- Exercise set:
1. Reproduce the stretch of the minister's reflection from "With the listening" through "to take in.".
2. List the duties that the minister's reflection says make up the writer's role "like any other minister."
3. Continue the minister's reflection on developmental ministry, starting after its last sentence.

- Passage:
::::::::
My role here has been like any other minister: to care, to teach, to preach, to lead by example, to encourage, to celebrate who you are, who you have been, and who you are becoming. And more; as a developmental minister, my role is to see what patterns you have that have kept you from thriving. What needs to change for the future to unfold? 

There is a “can-do” attitude here that is so great. You have moved from the church in a box that met in rented space not your own, bringing your supplies to that space again and again 25 years ago, for years. Then you moved to this house… this house that you have claimed as your own.

I have to wonder if this house were destroyed, taken from you, into which well would you dip your bucket? 

With the listening help of my therapist, I was thinking about the varying decades of my life. So much has changed so rapidly in these last two decades of UU ministry. In the last two years or so, the change has been even more rapid.

It is a lot to take in.

I was describing to my therapist how probably 5-8 years after I began my second career as a UU minister, suddenly lesbians were in charge, mostly white lesbians. I remember being on the stage at the Richmond UU church with all the white lesbians in charge. It was WOW to me. What is happening here? It didn’t last long. It was very brief. We were so intent on making way for others, so sure that was what we were supposed to do. It didn’t long for the white lesbians in charge to change and change. So much change.  

There came a time in the past two Developmental Ministries with which I was involved that the congregations seemed to have an “aha” moment. They seemed to finally recognize what needed to be done differently.

One decided to stop acting out based on past trauma. There were so many people in that congregation who had grown up and had in their family homes some kind of terrible trauma, and they allowed new trauma to play on repeat over and over again. They had been in an unfortunate dance with their past minister. His family of origin trauma caused them to act from their past trauma over and over again. They finally decided to let go and let themselves be loved and healthy, and to stop giving signals to their visitors that it was a place where one could act out (and even be given a microphone!). They finally stopped doing that, and they finally realized what it might mean to be in healthy relationship with each other and with a minister. After me they welcomed an interim, that helped them even more. Now they have a called minister, and they love her and she loves them.
::::::::
- Listed entries:
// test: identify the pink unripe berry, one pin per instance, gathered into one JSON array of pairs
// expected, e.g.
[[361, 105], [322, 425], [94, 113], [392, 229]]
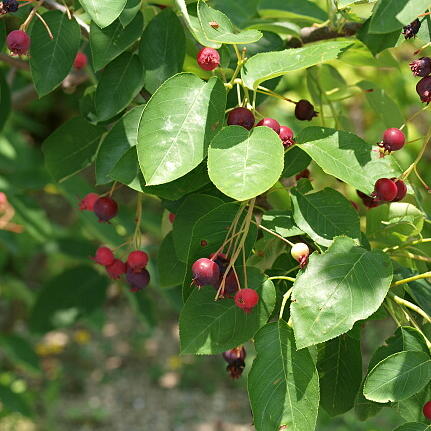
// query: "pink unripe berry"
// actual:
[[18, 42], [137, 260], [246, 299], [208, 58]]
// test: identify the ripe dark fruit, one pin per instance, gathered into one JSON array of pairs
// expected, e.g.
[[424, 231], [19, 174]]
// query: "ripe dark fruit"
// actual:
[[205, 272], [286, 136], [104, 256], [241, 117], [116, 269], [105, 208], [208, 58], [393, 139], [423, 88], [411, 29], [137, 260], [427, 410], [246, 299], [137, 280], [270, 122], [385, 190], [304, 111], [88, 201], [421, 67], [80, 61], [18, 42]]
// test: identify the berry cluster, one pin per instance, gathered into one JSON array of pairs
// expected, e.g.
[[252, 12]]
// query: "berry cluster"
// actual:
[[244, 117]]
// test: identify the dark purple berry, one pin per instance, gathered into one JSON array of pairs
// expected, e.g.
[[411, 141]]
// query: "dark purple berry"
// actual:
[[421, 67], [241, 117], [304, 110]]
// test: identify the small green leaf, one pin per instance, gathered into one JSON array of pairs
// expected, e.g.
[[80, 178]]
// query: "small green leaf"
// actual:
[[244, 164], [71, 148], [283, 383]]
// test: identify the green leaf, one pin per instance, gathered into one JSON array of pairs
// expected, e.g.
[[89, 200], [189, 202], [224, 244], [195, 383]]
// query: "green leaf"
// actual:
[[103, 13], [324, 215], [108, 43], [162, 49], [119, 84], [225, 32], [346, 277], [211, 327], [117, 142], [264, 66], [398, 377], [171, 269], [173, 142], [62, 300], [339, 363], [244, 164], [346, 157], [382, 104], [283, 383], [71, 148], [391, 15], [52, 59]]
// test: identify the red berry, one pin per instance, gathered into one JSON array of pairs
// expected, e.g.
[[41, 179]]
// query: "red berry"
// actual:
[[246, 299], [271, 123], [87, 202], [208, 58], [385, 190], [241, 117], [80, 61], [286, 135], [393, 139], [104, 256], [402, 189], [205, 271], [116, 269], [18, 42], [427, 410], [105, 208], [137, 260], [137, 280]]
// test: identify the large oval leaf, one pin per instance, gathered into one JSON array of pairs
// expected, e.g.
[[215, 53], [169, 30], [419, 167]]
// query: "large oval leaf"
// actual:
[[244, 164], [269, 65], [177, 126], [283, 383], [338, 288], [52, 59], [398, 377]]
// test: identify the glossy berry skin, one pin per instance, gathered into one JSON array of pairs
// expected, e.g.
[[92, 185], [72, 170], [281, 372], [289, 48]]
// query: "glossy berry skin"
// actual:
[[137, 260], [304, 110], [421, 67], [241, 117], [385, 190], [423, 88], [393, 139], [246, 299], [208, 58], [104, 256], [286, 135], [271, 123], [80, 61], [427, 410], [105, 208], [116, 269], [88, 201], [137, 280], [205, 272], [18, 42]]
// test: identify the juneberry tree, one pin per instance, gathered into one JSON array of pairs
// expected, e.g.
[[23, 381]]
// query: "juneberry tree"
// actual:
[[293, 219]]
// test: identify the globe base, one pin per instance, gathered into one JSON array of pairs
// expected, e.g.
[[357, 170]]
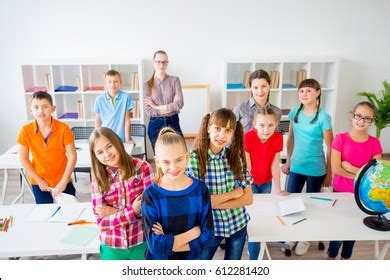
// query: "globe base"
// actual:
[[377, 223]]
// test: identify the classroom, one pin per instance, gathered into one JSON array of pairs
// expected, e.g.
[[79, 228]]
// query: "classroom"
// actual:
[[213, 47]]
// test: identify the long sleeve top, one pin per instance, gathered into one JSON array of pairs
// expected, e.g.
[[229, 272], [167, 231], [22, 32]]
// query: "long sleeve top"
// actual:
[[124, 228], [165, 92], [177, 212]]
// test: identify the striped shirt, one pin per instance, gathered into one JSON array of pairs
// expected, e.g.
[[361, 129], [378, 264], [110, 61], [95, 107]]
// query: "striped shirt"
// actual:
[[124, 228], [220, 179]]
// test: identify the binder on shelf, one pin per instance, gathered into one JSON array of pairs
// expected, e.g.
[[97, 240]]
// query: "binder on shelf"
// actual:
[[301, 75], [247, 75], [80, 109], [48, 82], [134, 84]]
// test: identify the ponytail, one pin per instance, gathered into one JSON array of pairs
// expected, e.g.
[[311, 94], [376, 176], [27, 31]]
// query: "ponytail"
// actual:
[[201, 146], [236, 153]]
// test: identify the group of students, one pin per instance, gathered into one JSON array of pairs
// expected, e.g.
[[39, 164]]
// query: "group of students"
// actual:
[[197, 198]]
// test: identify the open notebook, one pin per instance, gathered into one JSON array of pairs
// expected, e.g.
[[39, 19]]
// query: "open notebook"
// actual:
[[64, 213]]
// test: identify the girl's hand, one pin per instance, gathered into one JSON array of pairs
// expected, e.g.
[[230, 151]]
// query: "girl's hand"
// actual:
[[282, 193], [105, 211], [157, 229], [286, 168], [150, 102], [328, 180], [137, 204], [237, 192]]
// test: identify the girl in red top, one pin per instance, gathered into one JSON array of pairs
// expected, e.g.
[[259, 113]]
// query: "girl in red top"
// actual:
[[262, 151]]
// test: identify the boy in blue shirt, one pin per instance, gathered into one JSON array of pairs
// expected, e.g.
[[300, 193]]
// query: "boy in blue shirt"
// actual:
::::::::
- Expected outputs:
1.
With the listening help of my therapist, I was thinking about the varying decades of my life. So much has changed so rapidly in these last two decades of UU ministry. In the last two years or so, the change has been even more rapid.

It is a lot to take in.

2.
To care
To teach
To preach
To lead by example
To encourage
To celebrate who you are, who you have been, and who you are becoming

3.
The next developmental ministry I did also had an “aha” moment. It came after they gave up the fantasy that someone would ride in on a white horse and be their hero, making everything like it used to be: their building clean and shiny again; their sanctuary full; their RE wing full; plenty of money; plenty of people wanting to come in every single Sunday, and not just Monday through Saturday, when their very able rental coordinator kept that building full of everybody except UUs. They had their aha moment, which was a letting go of that dream. It freed them to say goodbye to what had already died and yes to what remained. 

I had no idea when those aha moments would happen or what they would be exactly, but they happened. It was amazing to watch.

I have been thrilled to see all the energy returning to this building after the too-long time away, because of the pandemic. Just thrilled! You are at a turning point as a congregation, one that will involve risk, and a change in who holds the power. 

What stories do you tell? What stories will you let be told? Into what well will you dip your bucket?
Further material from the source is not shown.